• [EXTRACT PROVIDED]
((
CHAPTER 2

Identifying the Purpose and Need for TPIMS

This chapter’s objective is to help an agency articulate the purpose and need for implementing a TPIMS program. Developing the purpose and need is a crucial step in initiating the TPIMS program lifecycle, as it establishes the rationale for TPIMS as the preferred alternative for addressing a critical freight transportation issue. A well-defined purpose and need are required to convince management and decision-makers that TPIMS is the best option to manage available truck parking efficiently among the myriad competing interests for funding.

The following actions can be undertaken to solidify a purpose and need:

• Establish a Purpose and Need.
• Point to TPIMS Deployment Examples.
• Identify and Engage Stakeholders.
• Tailor a TPIMS Solution.
• Identify a Process for Project Delivery.
• Identify Funding Opportunities.

The subsections in the chapter describe steps that a transportation agency or other IOO could use to commence their TPIMS program activities.

Establish a Purpose and Need

One of the first steps to build an agency-specific purpose and need for TPIMS is to understand the higher-level reasons why TPIMS is an appropriate option. The problem a TPIMS will address is fairly straightforward: truck drivers do not know whether an upcoming truck parking facility will have available spaces for them, and with limited truck parking capacity in the system, it is extremely challenging to plan ahead and predict where parking will be available (Boris and Brewster 2016). This inhibits the truck driver’s ability to plan their route in an optimal manner, potentially forcing an earlier stop (and subsequently less income) or risking to either (1) find parking at the lot (the best outcome), (2) risk an HOS violation by driving to the next parking facility, or (3) park in an unauthorized location to meet the HOS requirement. When dealing with these issues on a daily basis, many surveyed truck drivers cite these challenging decisions as a source of frustration and anxiety (MAASTO 2016). In ATRI’s Top Industry Issues report, “truck parking” was the top issue for truck drivers three years in a row (American Transportation Research Institute 2023).

The $940.8 billion trucking industry is foundational to the U.S. economy, hauling 11.4 billion tons of goods, equating to 72.6 percent of all freight transported in 2023 (American Trucking Associations 2023). To accomplish this, the trucking industry relies on more than 3.5 million truck drivers and 13.8 million commercial trucks, of which 3.1 million are tractor-trailer combination vehicles.
))
• [AIM] In the TPIMS chapter, what percentage of all freight transported in 2023 did the trucking industry haul?

• [ENTRIES SUPPLIED]
((
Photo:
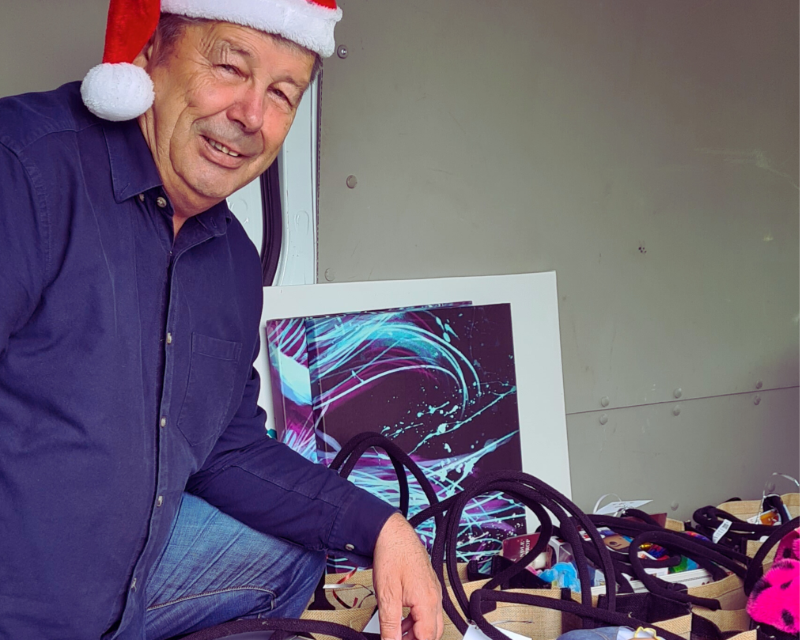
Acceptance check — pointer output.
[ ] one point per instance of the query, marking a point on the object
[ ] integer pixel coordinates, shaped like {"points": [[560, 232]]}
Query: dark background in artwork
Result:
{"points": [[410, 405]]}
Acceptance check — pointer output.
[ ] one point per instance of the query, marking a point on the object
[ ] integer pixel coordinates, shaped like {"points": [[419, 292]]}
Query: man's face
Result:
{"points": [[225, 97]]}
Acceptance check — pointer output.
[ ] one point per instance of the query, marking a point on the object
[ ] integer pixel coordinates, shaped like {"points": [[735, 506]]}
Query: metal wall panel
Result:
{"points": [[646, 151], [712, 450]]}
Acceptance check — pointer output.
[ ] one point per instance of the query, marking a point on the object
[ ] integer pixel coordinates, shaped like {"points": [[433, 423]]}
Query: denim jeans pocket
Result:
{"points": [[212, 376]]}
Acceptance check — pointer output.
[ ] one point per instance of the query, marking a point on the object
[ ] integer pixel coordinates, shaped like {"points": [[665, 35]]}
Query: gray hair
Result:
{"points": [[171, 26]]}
))
• [ANSWER TO THE PROBLEM] 72.6 percent